- What is needed
Please put the data below into a Markdown table with the columns "Row" and "Line", giving each line a row number and leaving out blank lines.

- Source material
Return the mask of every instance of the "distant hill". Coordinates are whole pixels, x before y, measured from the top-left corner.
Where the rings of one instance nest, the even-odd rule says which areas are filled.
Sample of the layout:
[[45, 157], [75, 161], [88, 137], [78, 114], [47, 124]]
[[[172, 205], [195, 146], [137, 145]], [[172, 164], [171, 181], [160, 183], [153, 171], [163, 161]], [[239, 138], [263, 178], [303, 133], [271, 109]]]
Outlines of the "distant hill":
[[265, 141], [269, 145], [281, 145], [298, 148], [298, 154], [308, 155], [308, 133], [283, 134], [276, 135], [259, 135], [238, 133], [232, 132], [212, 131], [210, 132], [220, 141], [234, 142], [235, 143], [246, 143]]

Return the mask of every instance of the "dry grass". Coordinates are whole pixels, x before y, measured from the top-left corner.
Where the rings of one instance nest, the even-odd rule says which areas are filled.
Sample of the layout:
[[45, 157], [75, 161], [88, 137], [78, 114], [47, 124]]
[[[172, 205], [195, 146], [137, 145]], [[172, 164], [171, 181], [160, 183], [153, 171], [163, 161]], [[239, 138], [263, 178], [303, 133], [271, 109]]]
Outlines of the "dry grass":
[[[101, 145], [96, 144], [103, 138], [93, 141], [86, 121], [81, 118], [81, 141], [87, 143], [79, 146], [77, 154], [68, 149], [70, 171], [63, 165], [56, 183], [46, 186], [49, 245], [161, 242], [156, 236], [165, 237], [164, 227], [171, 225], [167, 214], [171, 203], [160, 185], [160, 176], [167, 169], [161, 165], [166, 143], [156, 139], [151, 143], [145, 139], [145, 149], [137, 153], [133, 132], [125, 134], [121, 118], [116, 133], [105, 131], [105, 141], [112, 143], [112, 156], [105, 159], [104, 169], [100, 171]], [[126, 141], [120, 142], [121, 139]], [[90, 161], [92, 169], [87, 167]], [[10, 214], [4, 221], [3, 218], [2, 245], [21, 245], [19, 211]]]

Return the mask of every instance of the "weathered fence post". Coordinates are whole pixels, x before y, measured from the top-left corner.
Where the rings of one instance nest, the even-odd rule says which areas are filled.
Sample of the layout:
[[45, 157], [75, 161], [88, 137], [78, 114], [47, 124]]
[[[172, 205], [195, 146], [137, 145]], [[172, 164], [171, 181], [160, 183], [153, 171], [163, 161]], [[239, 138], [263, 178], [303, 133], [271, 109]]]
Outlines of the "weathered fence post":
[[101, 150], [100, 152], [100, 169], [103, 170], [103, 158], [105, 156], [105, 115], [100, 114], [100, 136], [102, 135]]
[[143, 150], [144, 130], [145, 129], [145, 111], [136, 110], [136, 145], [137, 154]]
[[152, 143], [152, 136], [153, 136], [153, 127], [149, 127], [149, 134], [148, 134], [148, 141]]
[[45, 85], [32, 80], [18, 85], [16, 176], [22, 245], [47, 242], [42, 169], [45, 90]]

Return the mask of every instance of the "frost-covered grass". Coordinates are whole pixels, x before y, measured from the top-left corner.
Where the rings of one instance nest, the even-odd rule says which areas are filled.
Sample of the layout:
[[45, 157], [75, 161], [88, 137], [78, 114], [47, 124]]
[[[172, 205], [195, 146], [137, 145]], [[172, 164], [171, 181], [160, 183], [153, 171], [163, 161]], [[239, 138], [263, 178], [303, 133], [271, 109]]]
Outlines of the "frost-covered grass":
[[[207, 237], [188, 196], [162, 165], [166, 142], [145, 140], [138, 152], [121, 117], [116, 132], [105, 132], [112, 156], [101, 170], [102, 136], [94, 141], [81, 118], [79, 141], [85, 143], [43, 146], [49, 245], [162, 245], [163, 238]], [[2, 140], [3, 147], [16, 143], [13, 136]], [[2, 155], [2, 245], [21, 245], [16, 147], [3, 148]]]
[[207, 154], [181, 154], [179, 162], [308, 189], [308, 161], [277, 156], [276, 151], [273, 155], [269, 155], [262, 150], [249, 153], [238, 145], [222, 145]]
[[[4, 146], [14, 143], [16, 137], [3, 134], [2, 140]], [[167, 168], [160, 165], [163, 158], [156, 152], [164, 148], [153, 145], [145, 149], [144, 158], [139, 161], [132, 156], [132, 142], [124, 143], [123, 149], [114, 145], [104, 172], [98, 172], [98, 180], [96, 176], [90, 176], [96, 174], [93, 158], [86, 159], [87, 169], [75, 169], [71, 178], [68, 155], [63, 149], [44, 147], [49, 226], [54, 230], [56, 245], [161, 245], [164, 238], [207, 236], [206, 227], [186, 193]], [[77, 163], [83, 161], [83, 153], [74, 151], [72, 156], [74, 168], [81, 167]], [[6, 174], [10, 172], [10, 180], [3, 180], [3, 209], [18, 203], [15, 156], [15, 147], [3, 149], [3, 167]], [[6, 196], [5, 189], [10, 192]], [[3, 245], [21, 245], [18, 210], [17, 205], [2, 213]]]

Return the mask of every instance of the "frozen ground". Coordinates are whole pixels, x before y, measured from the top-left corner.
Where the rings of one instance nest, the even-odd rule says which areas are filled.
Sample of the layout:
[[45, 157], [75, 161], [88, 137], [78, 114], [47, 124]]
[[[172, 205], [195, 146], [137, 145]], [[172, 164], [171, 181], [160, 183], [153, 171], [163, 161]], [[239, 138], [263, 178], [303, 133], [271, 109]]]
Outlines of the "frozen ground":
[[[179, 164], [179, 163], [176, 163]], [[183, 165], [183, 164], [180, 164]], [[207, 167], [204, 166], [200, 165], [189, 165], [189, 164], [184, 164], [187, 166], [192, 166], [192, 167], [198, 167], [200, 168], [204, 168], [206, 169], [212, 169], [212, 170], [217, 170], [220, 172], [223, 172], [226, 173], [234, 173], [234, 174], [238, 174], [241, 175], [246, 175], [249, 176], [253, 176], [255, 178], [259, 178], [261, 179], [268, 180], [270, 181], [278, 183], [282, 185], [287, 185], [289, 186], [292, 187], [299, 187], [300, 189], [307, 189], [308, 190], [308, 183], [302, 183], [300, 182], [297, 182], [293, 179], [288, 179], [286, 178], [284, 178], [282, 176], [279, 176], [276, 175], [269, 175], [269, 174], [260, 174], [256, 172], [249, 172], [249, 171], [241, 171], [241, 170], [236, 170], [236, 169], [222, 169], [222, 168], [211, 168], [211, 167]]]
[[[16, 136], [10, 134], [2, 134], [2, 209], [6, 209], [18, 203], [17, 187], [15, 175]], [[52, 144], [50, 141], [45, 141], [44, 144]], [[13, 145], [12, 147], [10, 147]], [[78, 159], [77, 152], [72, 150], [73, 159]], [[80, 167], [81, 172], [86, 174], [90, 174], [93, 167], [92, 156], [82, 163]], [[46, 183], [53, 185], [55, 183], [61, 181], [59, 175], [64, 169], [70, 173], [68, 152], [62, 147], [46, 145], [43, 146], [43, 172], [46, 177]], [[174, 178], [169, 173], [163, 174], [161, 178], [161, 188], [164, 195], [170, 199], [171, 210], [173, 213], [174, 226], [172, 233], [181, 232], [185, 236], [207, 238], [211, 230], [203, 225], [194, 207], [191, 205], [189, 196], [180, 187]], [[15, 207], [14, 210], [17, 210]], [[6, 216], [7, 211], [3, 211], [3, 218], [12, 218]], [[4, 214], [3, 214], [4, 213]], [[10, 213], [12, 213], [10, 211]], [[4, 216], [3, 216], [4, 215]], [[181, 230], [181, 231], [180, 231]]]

- Answer to this problem
| Row | Line |
|---|---|
| 1 | Return the mask of every instance of the "distant hill". Coordinates are whole pixels, x before y, measured from the top-left corner. |
| 2 | Where the rings of one instance nest, the even-odd rule says which areas are filled. |
| 3 | Sample of the layout: |
| 4 | [[45, 157], [75, 161], [88, 137], [78, 114], [47, 124]] |
| 5 | [[[172, 205], [195, 146], [137, 145]], [[172, 164], [171, 181], [160, 183], [153, 171], [163, 161]], [[239, 138], [263, 178], [303, 133], [271, 109]]] |
| 6 | Outlines of the "distant hill": |
| 7 | [[265, 141], [269, 145], [281, 145], [298, 148], [298, 154], [308, 155], [308, 133], [283, 134], [276, 135], [259, 135], [238, 133], [232, 132], [212, 131], [210, 132], [220, 141], [234, 142], [235, 143], [246, 143]] |
| 8 | Return the mask of every instance of the "dry grass". Coordinates are whole pixels, x before y, measured from the top-left corner. |
| 9 | Where the rings of one instance nest, the even-odd rule says which areas are filled. |
| 10 | Sample of the layout: |
| 11 | [[45, 157], [75, 161], [88, 137], [78, 114], [47, 124]] |
| 12 | [[[172, 205], [195, 146], [137, 145]], [[172, 164], [171, 181], [160, 183], [153, 171], [163, 161]], [[239, 138], [263, 178], [303, 133], [271, 109]]] |
| 13 | Outlines of the "dry grass": |
| 14 | [[[101, 145], [96, 144], [103, 138], [93, 141], [86, 121], [81, 118], [81, 141], [87, 143], [79, 146], [77, 154], [68, 149], [70, 171], [63, 165], [56, 183], [46, 186], [49, 245], [161, 242], [156, 236], [165, 237], [164, 227], [171, 225], [167, 214], [171, 203], [160, 185], [160, 176], [167, 169], [161, 165], [166, 143], [156, 139], [151, 143], [145, 139], [145, 149], [137, 153], [133, 132], [125, 134], [121, 118], [116, 133], [105, 131], [105, 141], [112, 143], [112, 156], [105, 159], [104, 169], [100, 171]], [[126, 141], [120, 142], [121, 139]], [[90, 161], [92, 169], [87, 167]], [[10, 214], [4, 221], [3, 218], [2, 245], [21, 245], [19, 211]]] |
| 15 | Return the mask of every instance of the "weathered fence post". Coordinates are whole pixels, x before y, measured from the top-left corner. |
| 16 | Where the rings of one instance nest, the even-odd rule says which areas are filled. |
| 17 | Sample of the layout: |
| 18 | [[45, 157], [75, 161], [88, 137], [78, 114], [47, 124]] |
| 19 | [[[172, 205], [195, 146], [137, 145]], [[172, 164], [171, 181], [160, 183], [153, 171], [163, 161]], [[239, 138], [263, 178], [303, 133], [271, 109]]] |
| 20 | Outlines of the "weathered fence post": |
| 21 | [[101, 150], [100, 152], [100, 169], [103, 170], [103, 158], [105, 156], [105, 115], [100, 114], [100, 136], [102, 135]] |
| 22 | [[143, 150], [144, 130], [145, 129], [145, 111], [136, 110], [136, 145], [137, 154]] |
| 23 | [[152, 143], [152, 136], [153, 136], [153, 127], [149, 127], [149, 134], [148, 134], [148, 141]] |
| 24 | [[45, 85], [32, 80], [18, 85], [16, 176], [22, 245], [47, 242], [42, 169], [45, 90]] |
| 25 | Return the mask of every instance of the "frost-covered grass". Coordinates are whole pixels, x before y, measured from the top-left corner. |
| 26 | Where the rings of one instance nest, the even-odd rule says which areas are filled. |
| 27 | Sample of the layout: |
| 28 | [[45, 157], [75, 161], [88, 137], [78, 114], [47, 124]] |
| 29 | [[[172, 205], [195, 146], [137, 145]], [[172, 164], [171, 181], [160, 183], [153, 171], [163, 161]], [[239, 138], [263, 178], [303, 133], [271, 109]]] |
| 30 | Outlines of the "frost-covered grass": |
| 31 | [[[207, 237], [188, 196], [162, 165], [166, 142], [145, 140], [138, 152], [121, 117], [116, 132], [105, 132], [112, 156], [101, 170], [102, 136], [94, 141], [81, 118], [79, 141], [85, 143], [43, 146], [49, 245], [162, 245], [163, 238]], [[2, 140], [3, 147], [16, 143], [13, 136]], [[2, 155], [2, 245], [21, 245], [16, 147], [3, 148]]] |
| 32 | [[207, 154], [181, 154], [179, 162], [308, 189], [308, 161], [277, 156], [276, 151], [273, 155], [269, 155], [262, 150], [249, 153], [238, 145], [222, 145]] |
| 33 | [[[4, 146], [14, 143], [16, 137], [3, 134], [2, 140]], [[167, 168], [160, 165], [163, 158], [156, 152], [164, 148], [153, 145], [145, 149], [144, 158], [139, 161], [132, 156], [132, 142], [124, 143], [123, 149], [114, 145], [104, 172], [98, 172], [98, 180], [96, 176], [90, 176], [96, 174], [93, 158], [86, 159], [87, 169], [75, 169], [71, 178], [68, 155], [63, 149], [44, 147], [49, 226], [54, 230], [56, 245], [161, 245], [164, 238], [207, 236], [206, 227], [186, 193]], [[77, 163], [83, 161], [83, 153], [74, 151], [72, 156], [74, 168], [81, 167]], [[6, 174], [10, 172], [10, 180], [3, 180], [3, 209], [18, 203], [15, 156], [15, 147], [3, 149], [3, 167]], [[6, 196], [5, 189], [10, 192]], [[3, 245], [21, 245], [18, 210], [17, 205], [2, 213]]] |
| 34 | Return the mask of every instance of the "frozen ground". Coordinates are whole pixels, x before y, measured from the top-left corner. |
| 35 | Where the rings of one instance nest, the even-odd rule says which areas are filled. |
| 36 | Sample of the layout: |
| 37 | [[45, 157], [75, 161], [88, 137], [78, 114], [47, 124]] |
| 38 | [[[172, 205], [195, 146], [137, 145]], [[172, 164], [171, 181], [160, 183], [153, 171], [163, 161]], [[239, 138], [263, 178], [303, 133], [271, 109]]] |
| 39 | Outlines of the "frozen ground": |
| 40 | [[[179, 164], [179, 163], [176, 163]], [[183, 165], [183, 164], [180, 164]], [[207, 167], [204, 166], [200, 165], [189, 165], [189, 164], [184, 164], [187, 166], [192, 166], [192, 167], [198, 167], [200, 168], [204, 168], [206, 169], [212, 169], [212, 170], [217, 170], [220, 172], [223, 172], [226, 173], [234, 173], [234, 174], [238, 174], [241, 175], [246, 175], [249, 176], [253, 176], [255, 178], [259, 178], [261, 179], [268, 180], [270, 181], [278, 183], [282, 185], [287, 185], [289, 186], [292, 187], [299, 187], [300, 189], [307, 189], [308, 190], [308, 183], [302, 183], [300, 182], [297, 182], [293, 179], [288, 179], [286, 178], [284, 178], [282, 176], [279, 176], [276, 175], [269, 175], [269, 174], [260, 174], [256, 172], [249, 172], [249, 171], [241, 171], [241, 170], [236, 170], [236, 169], [222, 169], [222, 168], [211, 168], [211, 167]]] |
| 41 | [[[16, 136], [10, 134], [2, 134], [2, 209], [6, 209], [18, 203], [17, 187], [15, 175]], [[52, 144], [50, 141], [45, 141], [44, 144]], [[13, 145], [12, 147], [10, 147]], [[78, 159], [77, 152], [72, 150], [73, 159]], [[80, 167], [81, 172], [86, 174], [90, 174], [93, 167], [92, 156], [82, 163]], [[46, 183], [53, 185], [55, 183], [61, 181], [59, 175], [64, 169], [70, 173], [68, 152], [62, 147], [46, 145], [43, 146], [43, 172], [46, 177]], [[174, 178], [169, 173], [163, 174], [161, 178], [161, 188], [164, 195], [170, 199], [171, 210], [173, 213], [174, 226], [172, 233], [181, 232], [185, 236], [207, 238], [211, 230], [203, 225], [194, 207], [191, 205], [189, 196], [180, 187]], [[15, 207], [14, 210], [17, 210]], [[6, 216], [7, 211], [3, 211], [3, 218], [12, 218]], [[4, 214], [3, 214], [4, 213]], [[10, 213], [12, 213], [10, 211]], [[4, 216], [3, 216], [4, 215]], [[181, 230], [181, 231], [180, 231]]] |